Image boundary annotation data

--- --- ---

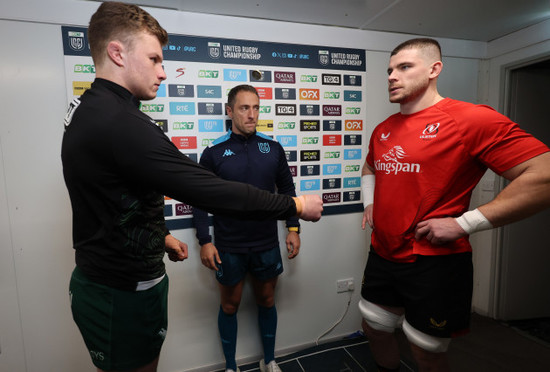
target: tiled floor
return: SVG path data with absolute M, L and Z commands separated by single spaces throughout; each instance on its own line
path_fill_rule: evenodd
M 470 334 L 451 343 L 449 360 L 453 372 L 550 371 L 550 343 L 477 314 L 472 316 L 471 330 Z M 401 332 L 398 332 L 398 339 L 402 350 L 400 371 L 416 371 Z M 277 357 L 277 363 L 284 372 L 376 372 L 364 337 L 335 341 Z M 239 368 L 241 372 L 259 371 L 257 362 Z

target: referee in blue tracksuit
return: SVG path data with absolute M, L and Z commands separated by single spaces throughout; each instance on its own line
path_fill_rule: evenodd
M 204 150 L 200 164 L 221 178 L 249 183 L 260 189 L 290 196 L 296 195 L 283 147 L 256 132 L 260 98 L 250 85 L 239 85 L 228 95 L 227 115 L 232 128 Z M 215 245 L 209 233 L 208 215 L 194 209 L 202 263 L 216 271 L 220 284 L 221 306 L 218 328 L 226 360 L 226 371 L 238 371 L 235 361 L 237 310 L 244 279 L 251 273 L 258 305 L 258 322 L 264 348 L 260 371 L 281 371 L 275 362 L 277 311 L 275 285 L 283 272 L 277 221 L 242 220 L 214 215 Z M 300 249 L 298 218 L 286 221 L 288 258 Z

--- --- ---

Revise the entries above so that "referee" becomes "official", keeping every other line the same. Leave the pictures out of your answer.

target: tiled floor
return: SVG path data with absolute M, L and Z commands separated by single spaces throughout; each instance on its own line
path_fill_rule: evenodd
M 470 334 L 451 343 L 449 360 L 453 372 L 550 371 L 550 343 L 477 314 L 472 316 L 471 330 Z M 401 332 L 398 332 L 398 339 L 402 350 L 400 371 L 416 371 Z M 277 357 L 277 363 L 284 372 L 376 372 L 364 337 L 335 341 Z M 239 368 L 241 372 L 259 371 L 257 362 Z

target: official in blue tracksuit
return: SVG path data with absolute M, L and Z commands separated by single spaces throughout; each instance on its own line
path_fill_rule: evenodd
M 204 150 L 200 164 L 221 178 L 249 183 L 260 189 L 290 196 L 296 195 L 283 147 L 256 132 L 260 98 L 250 85 L 239 85 L 228 95 L 227 115 L 232 128 Z M 215 245 L 209 233 L 208 215 L 194 209 L 202 263 L 216 271 L 220 284 L 221 306 L 218 328 L 226 360 L 226 371 L 238 371 L 235 361 L 237 310 L 244 279 L 251 273 L 258 305 L 258 322 L 264 348 L 260 371 L 281 371 L 275 362 L 277 311 L 275 285 L 283 272 L 277 221 L 242 220 L 214 215 Z M 300 249 L 298 218 L 286 221 L 288 258 Z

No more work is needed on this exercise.